PROBLEMS =>
(A) Name every person mentioned in the passage on Guimaras.
(B) Render this sentence from the passage on Guimaras in Spanish: "There is also a pump boat service connecting the town of San Lorenzo to Pulupandan in Negros Occidental."

Pump boats cross regularly from Ortiz in Iloilo City to Jordan, Guimaras, taking about 20 to 25 minutes per journey. Other ferries leave from the Parola Wharf in Iloilo to Buenavista, Guimaras. The Parola Wharf is used exclusively during rough weather conditions especially by ferries from Jordan-Ortiz. A roll-on/roll-off ferry travels around 5 times a day but is mostly used to transport cargo such as sacks of charcoals and root crops across the Iloilo Strait.

There is also a pump boat service connecting the town of San Lorenzo to Pulupandan in Negros Occidental.

Government
The Governor of Guimaras is Joaquin Carlos Rahman A. Nava, a member of the National Unity Party. The province's Vice Governor is John Edward G. Gando, a member of PDP–Laban. Guimaras is represented in the Philippine House of Representatives by Lucille Nava, also a member of PDP–Laban.

RAW DATA =>

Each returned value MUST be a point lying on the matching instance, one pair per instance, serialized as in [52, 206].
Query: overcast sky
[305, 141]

ANSWERS GIVEN =>
(A)
Joaquin Carlos Rahman A. Nava
John Edward G. Gando
Lucille Nava

(B) También hay un servicio de lanchas a motor que conecta el municipio de San Lorenzo con Pulupandan, en Negros Occidental.